» **Task to carry out**
In the patch description below, how is the new segment type meant to behave for page walk purposes?

» **Text extract**
........
To represent the USER-MSR bitmap access, a new segment type needs
introducing, behaving like x86_seg_none in terms of address treatment,
but behaving like a system segment for page walk purposes (implicit
supervisor-mode access).
Signed-off-by: Jan Beulich <jbeulich@suse.com>
---
This feels a little fragile: Of course I did look through uses of the
enumerators, and I didn't find further places which would need
adjustment, but I'm not really sure I didn't miss any place.
---
v3: New.
--- a/tools/tests/x86_emulator/test_x86_emulator.c
+++ b/tools/tests/x86_emulator/test_x86_emulator.c
@@ -593,6 +593,7 @@ static int read(
default:
if ( !is_x86_user_segment(seg) )
........
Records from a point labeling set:

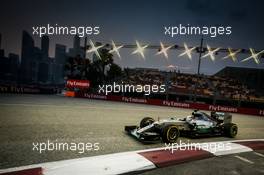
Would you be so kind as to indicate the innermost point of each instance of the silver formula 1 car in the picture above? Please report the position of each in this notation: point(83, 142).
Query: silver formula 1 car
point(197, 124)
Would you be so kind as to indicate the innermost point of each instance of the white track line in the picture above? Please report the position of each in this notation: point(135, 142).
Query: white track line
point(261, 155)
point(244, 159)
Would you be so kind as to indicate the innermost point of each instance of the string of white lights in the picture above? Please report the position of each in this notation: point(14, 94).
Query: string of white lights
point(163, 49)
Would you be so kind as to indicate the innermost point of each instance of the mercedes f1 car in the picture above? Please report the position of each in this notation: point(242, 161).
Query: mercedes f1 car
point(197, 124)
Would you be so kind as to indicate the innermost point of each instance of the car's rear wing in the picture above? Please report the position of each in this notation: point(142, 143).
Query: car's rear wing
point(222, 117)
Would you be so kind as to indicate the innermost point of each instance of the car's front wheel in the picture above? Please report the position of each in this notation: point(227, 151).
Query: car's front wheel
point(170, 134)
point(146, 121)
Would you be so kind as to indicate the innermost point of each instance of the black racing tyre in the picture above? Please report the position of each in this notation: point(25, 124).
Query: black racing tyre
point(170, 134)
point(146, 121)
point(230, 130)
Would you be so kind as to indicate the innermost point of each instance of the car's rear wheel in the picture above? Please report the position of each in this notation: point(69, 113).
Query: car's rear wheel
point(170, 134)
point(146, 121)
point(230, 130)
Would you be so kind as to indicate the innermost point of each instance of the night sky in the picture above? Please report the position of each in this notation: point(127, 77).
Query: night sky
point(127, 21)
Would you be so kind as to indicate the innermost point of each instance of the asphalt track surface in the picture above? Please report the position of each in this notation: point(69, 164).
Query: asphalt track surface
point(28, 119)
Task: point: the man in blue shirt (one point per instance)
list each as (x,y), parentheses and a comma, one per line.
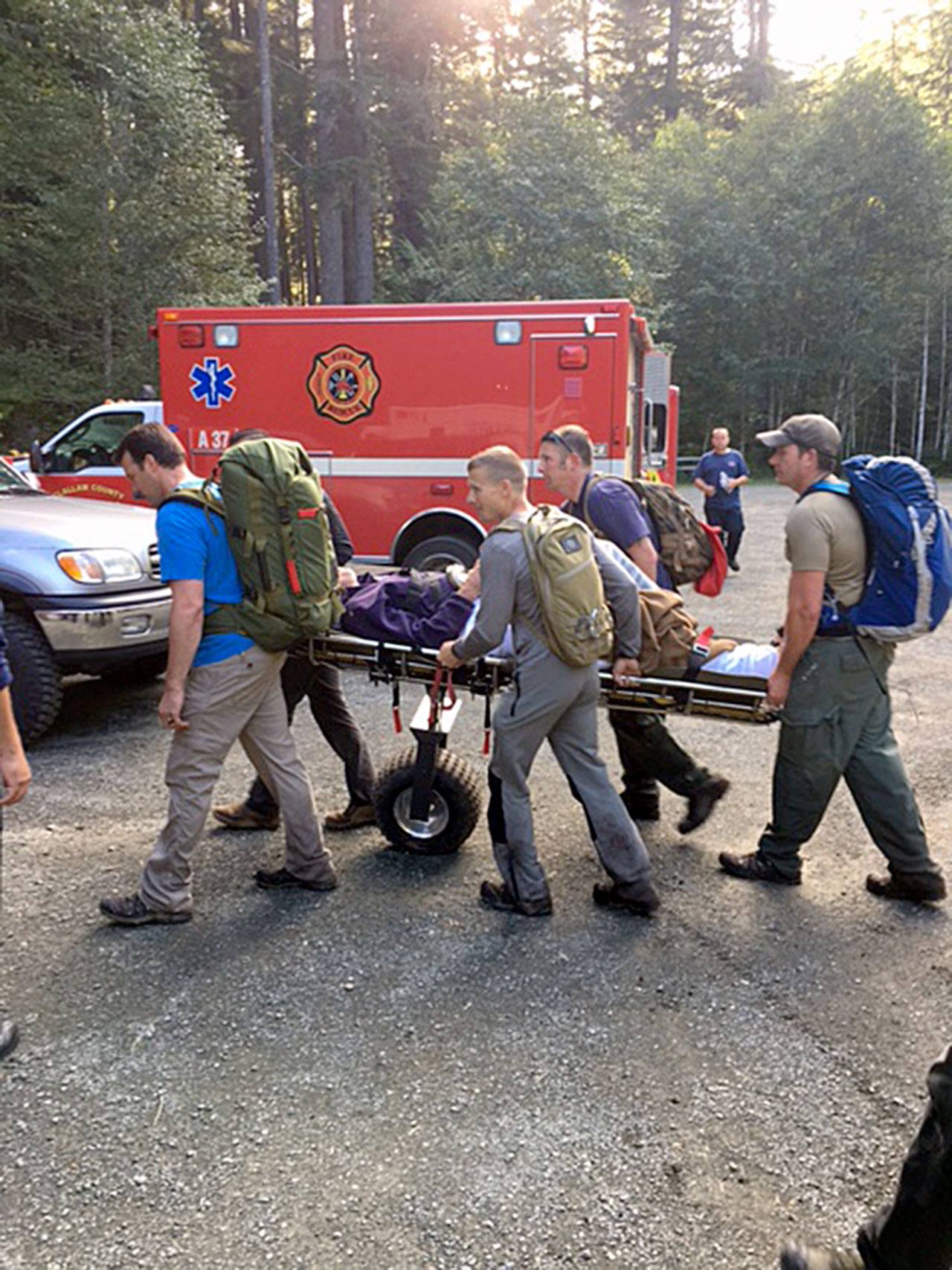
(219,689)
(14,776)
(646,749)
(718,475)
........
» **Solution to this problem**
Like a system segment, meaning an implicit supervisor-mode access.